=== PAGE EXCERPT ===
········

Disposing of a petition, which sought compensation for the kin of victims of COVID-19 by treating it as medical negligence, the Supreme Court on Wednesday, 8 September, said courts cannot presume that all deaths due to COVID-19 in the second wave of the pandemic were due to medical negligence.
A bench of Justices DY Chandrachud, Vikram Nath and Hima Kohli asked the petitioner Deepak Raj Singh to amend his plea and approach the competent authorities with his suggestions, Indian Express reported.
The bench said, “To assume that each death due to COVID-19 took place due to negligence is too much.”
The court further added that the second wave had such an impact across the country that “courts cannot have a presumption that all COVID deaths happened due to medical negligence, which your petition does”, The Indian Express reported.
The apex court was referring to a recent verdict of 30 June, in which the top court had directed the National Disaster Management Authority (NDMA) to recommend within six weeks, appropriate guidelines for ex-gratia assistance to the kin of people who died due to COVID-19.

········

=== SET OF TASKS ===
**a.** Answer these questions from the news report on the COVID-19 negligence petition:
(i) On what day and date did the Supreme Court dispose of the petition?
(ii) Which three justices made up the bench?
(iii) Within how many weeks did the 30 June verdict direct the NDMA to recommend guidelines?
**b.** Reproduce word for word the part of the news report on the COVID-19 negligence petition that opens with the words containing "A bench of Justices" and closes with "suggestions, Indian Express reported.".
**c.** Proceed with the news report on the COVID-19 negligence petition, picking up right after its last sentence.
The records are not needed for any of this work.

········

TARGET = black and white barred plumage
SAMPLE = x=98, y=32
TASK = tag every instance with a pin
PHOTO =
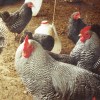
x=48, y=79
x=18, y=20
x=3, y=35
x=85, y=55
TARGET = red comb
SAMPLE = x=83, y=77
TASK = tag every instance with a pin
x=26, y=42
x=93, y=98
x=87, y=28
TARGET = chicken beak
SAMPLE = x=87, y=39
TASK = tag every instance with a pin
x=30, y=5
x=80, y=35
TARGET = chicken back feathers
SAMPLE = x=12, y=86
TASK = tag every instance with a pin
x=48, y=79
x=18, y=20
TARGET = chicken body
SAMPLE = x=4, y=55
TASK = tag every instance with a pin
x=45, y=40
x=76, y=24
x=3, y=36
x=48, y=79
x=84, y=54
x=18, y=20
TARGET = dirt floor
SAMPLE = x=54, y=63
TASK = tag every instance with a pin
x=11, y=87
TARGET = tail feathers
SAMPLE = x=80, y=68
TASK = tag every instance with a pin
x=93, y=98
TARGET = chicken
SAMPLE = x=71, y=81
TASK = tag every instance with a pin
x=3, y=37
x=49, y=29
x=48, y=79
x=17, y=21
x=46, y=41
x=74, y=26
x=6, y=2
x=86, y=52
x=37, y=4
x=90, y=52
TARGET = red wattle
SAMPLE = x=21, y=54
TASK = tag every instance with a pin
x=93, y=98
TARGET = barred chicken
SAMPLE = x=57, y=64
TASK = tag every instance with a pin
x=3, y=36
x=86, y=52
x=75, y=25
x=17, y=21
x=48, y=79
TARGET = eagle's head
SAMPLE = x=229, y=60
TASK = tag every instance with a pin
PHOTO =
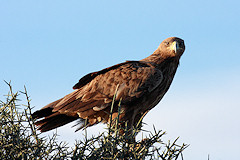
x=172, y=47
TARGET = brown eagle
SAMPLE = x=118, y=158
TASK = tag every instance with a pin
x=139, y=85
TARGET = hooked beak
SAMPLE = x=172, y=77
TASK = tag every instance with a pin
x=175, y=46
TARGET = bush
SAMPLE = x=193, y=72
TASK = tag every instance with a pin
x=20, y=139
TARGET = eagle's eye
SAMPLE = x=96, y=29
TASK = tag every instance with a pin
x=166, y=43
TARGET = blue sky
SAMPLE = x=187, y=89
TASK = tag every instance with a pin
x=49, y=46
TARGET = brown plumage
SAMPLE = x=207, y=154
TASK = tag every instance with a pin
x=140, y=85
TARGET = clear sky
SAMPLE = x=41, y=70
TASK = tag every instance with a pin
x=49, y=45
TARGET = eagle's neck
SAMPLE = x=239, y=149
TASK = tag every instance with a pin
x=159, y=59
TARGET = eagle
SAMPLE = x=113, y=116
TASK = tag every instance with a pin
x=137, y=85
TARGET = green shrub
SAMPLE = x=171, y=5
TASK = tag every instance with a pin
x=19, y=139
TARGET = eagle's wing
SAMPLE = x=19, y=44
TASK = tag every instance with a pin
x=95, y=91
x=131, y=80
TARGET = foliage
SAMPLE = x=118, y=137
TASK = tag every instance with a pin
x=19, y=139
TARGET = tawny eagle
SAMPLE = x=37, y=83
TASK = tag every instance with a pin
x=139, y=85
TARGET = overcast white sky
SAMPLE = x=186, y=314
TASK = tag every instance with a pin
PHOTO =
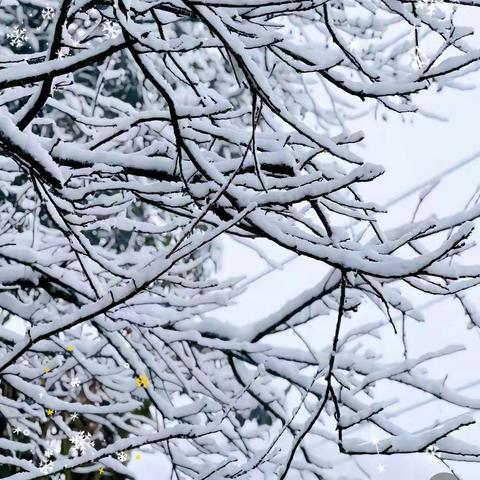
x=412, y=150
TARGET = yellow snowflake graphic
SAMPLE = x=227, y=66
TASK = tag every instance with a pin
x=142, y=381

········

=== ANSWERS BY TASK ===
**a.**
(i) Wednesday, 8 September
(ii) Justices DY Chandrachud, Vikram Nath and Hima Kohli
(iii) Six weeks

**b.**
A bench of Justices DY Chandrachud, Vikram Nath and Hima Kohli asked the petitioner Deepak Raj Singh to amend his plea and approach the competent authorities with his suggestions, Indian Express reported.

**c.**
“In that verdict the court has taken a view with regard to humanity and not due to negligence," the top court was quoted as saying.
However, the government is yet to come out with the policy, the SC added and said, “If you have any suggestion with regard to implementation of that policy, you can approach the competent authority.”
Advocate Sriram Parakat, appearing for the petitioner, however argued that his petition was different since it wanted to take medical negligence into account and demand compensation for deaths which happened because of it.
The plea was dismissed noting that several developments have taken place since the petition was filed in May, the bench said, “We have taken suo motu cognizance on COVID preparedness and a National Task Force has been constituted by this court which is looking into several aspects.”